Text provided
-- BEGIN --

Longing for the Ancient Way - Hogen, Roshi

Jomon:

Hello and welcome. This is the Zen Community of Oregon, making the teachings of the Buddhadharma accessible to support your practice. New episodes air every week.

Hogen:

Longing for the ancient way. First talk. And we're using for this series this week the Sensing Ming, the Affirming Faith in Mind chant. That's the theme for the Ongo for the more intensive practice period both here and in Portland. And we'll be talking about that during this session.

Hogen:

Unfortunately, it's a very boring chant. It's boring because it says the same thing over and over and over and over again. And it can all be summarized like this. Our life is not difficult. We're not judging, criticizing, worrying about the past, the future, being full of opinions and evaluations.

Hogen:

Our life is not difficult. And we look at the essence of all those things, the judging, criticizing, the worrying about the past, the future, being full of opinions, evaluations. If we look at the essence of it, it all boils down to believing our thoughts. It doesn't boil down to not think, it boils down to simply not believing our thoughts. And we say that over and over again and people say well it's so easy to say of course, but how do you not believe your thoughts?

Hogen:

What's the experience of not believing your thoughts? First off you have to have the rational understanding of a thought that they're transient, impermanent, come out of nowhere based on our conditioning. Secondly, you have to know that they're just fleeting, they're floating through. Third, you can watch them arise from nowhere. And fourth, you can confirm for yourself that they're mostly wrong.

Hogen:

But it's easy to say. So despite having said that, I am sure, 95% certain that there are people in this room who are driving themselves crazy with their thinking. It's too hard, it's too long, it's too much, my pain this, my pain that, that. I mean it all drives us crazy. We all drive ourselves crazy.

Hogen:

And that's what this channel is all about is don't drive yourself crazy. Find some place of stability and equanimity. Believing our thoughts is like believing all the advertisements on the Internet. They just endlessly pop up and suggest this is true and that is true and the other thing is true And our thoughts are just like that. They all pop up and say I'm true, I'm true, I'm true.

-- END --

Listing
-- BEGIN --

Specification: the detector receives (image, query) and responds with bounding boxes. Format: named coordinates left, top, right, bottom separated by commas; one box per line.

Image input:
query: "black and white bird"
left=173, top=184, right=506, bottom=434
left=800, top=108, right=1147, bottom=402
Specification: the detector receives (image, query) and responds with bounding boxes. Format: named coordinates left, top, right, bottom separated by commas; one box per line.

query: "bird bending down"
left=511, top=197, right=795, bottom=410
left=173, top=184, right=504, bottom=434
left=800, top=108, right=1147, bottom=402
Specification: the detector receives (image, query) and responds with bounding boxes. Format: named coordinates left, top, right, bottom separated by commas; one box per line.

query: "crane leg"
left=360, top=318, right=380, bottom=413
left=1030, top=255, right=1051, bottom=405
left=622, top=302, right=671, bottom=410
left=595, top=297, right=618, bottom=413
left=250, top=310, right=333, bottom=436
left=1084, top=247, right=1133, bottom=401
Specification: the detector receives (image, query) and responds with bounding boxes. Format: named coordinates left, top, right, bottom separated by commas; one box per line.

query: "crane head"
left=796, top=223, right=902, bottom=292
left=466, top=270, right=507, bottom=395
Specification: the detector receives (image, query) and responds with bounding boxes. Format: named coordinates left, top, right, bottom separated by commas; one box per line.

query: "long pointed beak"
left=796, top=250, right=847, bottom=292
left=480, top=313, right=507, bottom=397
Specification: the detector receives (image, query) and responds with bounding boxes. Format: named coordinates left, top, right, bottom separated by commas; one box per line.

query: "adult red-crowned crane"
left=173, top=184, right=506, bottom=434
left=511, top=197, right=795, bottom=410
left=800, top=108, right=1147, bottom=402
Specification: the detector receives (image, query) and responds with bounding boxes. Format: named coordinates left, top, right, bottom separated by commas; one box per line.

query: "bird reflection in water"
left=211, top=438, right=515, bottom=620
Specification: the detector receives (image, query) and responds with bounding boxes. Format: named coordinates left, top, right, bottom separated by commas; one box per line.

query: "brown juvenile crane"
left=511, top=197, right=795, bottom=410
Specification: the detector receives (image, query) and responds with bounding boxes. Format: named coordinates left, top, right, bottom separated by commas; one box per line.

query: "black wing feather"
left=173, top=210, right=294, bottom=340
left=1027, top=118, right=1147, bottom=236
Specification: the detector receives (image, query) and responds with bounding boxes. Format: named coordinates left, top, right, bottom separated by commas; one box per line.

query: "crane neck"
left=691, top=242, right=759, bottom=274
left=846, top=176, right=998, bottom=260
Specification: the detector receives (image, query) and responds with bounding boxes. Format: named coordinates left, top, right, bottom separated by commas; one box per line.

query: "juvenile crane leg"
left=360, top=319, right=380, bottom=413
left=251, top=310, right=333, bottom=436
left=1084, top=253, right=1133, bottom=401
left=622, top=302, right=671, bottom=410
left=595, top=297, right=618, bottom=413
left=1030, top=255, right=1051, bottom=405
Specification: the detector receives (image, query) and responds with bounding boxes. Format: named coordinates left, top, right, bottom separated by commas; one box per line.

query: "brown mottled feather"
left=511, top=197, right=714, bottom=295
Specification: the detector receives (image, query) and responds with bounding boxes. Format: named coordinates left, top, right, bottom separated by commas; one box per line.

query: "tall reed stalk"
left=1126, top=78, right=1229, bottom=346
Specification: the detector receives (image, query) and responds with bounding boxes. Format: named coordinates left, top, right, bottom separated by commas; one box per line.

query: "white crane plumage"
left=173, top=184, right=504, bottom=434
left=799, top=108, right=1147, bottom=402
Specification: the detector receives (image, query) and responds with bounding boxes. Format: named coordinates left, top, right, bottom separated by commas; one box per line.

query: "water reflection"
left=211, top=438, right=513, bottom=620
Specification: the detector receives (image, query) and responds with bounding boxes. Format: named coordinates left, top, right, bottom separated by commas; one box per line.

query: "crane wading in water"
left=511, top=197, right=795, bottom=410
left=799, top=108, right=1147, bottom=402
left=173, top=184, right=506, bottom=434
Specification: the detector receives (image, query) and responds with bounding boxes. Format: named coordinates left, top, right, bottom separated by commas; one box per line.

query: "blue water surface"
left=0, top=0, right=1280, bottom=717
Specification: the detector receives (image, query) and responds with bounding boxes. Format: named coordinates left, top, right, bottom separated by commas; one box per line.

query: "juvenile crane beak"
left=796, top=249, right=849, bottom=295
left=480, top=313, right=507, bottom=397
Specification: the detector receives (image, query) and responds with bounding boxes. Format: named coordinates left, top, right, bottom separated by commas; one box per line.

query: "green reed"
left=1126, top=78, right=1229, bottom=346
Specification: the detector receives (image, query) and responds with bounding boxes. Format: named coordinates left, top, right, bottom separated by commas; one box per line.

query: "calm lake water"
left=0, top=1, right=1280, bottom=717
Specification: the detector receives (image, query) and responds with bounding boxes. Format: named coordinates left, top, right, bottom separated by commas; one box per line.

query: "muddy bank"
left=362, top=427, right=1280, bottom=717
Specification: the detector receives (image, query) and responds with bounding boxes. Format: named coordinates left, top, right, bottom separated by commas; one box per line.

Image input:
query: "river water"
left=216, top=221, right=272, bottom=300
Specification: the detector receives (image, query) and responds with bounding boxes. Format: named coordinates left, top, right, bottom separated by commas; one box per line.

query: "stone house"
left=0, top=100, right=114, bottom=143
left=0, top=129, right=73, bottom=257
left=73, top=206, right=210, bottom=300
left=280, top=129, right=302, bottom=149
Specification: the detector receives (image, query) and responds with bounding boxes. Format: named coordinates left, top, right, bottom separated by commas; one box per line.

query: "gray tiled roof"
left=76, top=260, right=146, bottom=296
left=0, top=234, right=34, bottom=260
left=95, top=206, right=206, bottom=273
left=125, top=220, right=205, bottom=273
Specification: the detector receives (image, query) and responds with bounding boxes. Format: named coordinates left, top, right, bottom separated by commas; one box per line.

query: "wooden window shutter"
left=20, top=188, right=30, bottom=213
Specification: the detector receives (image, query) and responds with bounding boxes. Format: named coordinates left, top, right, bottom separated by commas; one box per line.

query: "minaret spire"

-- END --

Stated task 1
In the Zen talk, what does the speaker say all the judging, criticizing, and worrying boil down to?
Stated task 2
Summarize the Zen talk in two sentences.
Stated task 3
Pick up the Zen talk on not believing our thoughts from its last sentence and continue it.

Response 1
They boil down to believing our thoughts.

Response 2
The talk opens a series on the Affirming Faith in Mind chant, which the speaker calls boring because it keeps repeating that our life is not difficult when we stop judging, criticizing, worrying, and holding opinions. All of this comes down to believing our thoughts, which the speaker describes as transient, fleeting, and mostly wrong, and likens to internet advertisements that keep popping up claiming to be true.

Response 3
Hogen:

And of course because of our acculturation, because of our histories we have learned to buy them. It's a mistaken view. It's the way things are, but that's okay. So the essence of the dharma talks this week are don't believe the random thoughts that pop up. In a way we could just end this session right here.

Hogen:

But there's certain important very vital things that we have to go through in this process. The Affirming Faith in Mind chant is partly written by the third Chinese ancestor, third ancestor of Zen in China. Many scholars feel that what we're actually reciting is a whole series of couplets, a whole series of little admonitions, epigrams that were strung together. And some of them may have been written by this person and some of them may have been added and adapted, tweaked in the Tang dynasty. But regardless, content of this came from the merging of Indian Buddhism and Chinese Taoism in the sixth, eighth century CE.

Hogen:

And the point of this particular sutra, the other point, is pointing to non dual awareness. It's easy to say non dual awareness, easy to say things are one, but the sutra says, okay, you've got all these things like and dislike up and down, this and that. Well, if you don't do those, what are they pointing to? Where do they come from? What's the common denominator between up and down?

Hogen:

What's the common denominator between like and dislike? And by turning the mind away from the duality of things, we look, we recognize the inclusive nature of things, the non dual truth. And non dual is such a a cliche word these days, but it's very simple. It's like those pictures from the astronauts looking at our globe and everything on that globe is part of this earth, part of this world. And all of the countries and all the problems everything else is just part of the world.

Hogen:

It's all part of the world. It's all part of the one thing. And of course we get down on earth and we immediately forget that we're all one atmosphere, we're all one earth, we're all one one family inside this very very thin bubble of oxygen and nitrogen. And because we forget that we begin dividing and conquering and figuring out how to eat one another. So this particular chant just keeps saying, take the big view, take the inclusive view, see the whole and then function from there.

Hogen:

And of course that's true during Sesham. And we'll talk about some ways of doing that that might be interesting. If we see the whole, if we see the underlying truth that unites all of us, that nobody is excluded from, that is the very nature of, you know, old people and babies cooing, it's very nature of all things, then it's much easier to function with cooperation, mutual support, responsibility and respect. If we had that view of cooperation and harmony in this one great earth, our politics would probably be different. On the other hand, one of the things that we see as we will see during session, as we will investigate, everything has its place.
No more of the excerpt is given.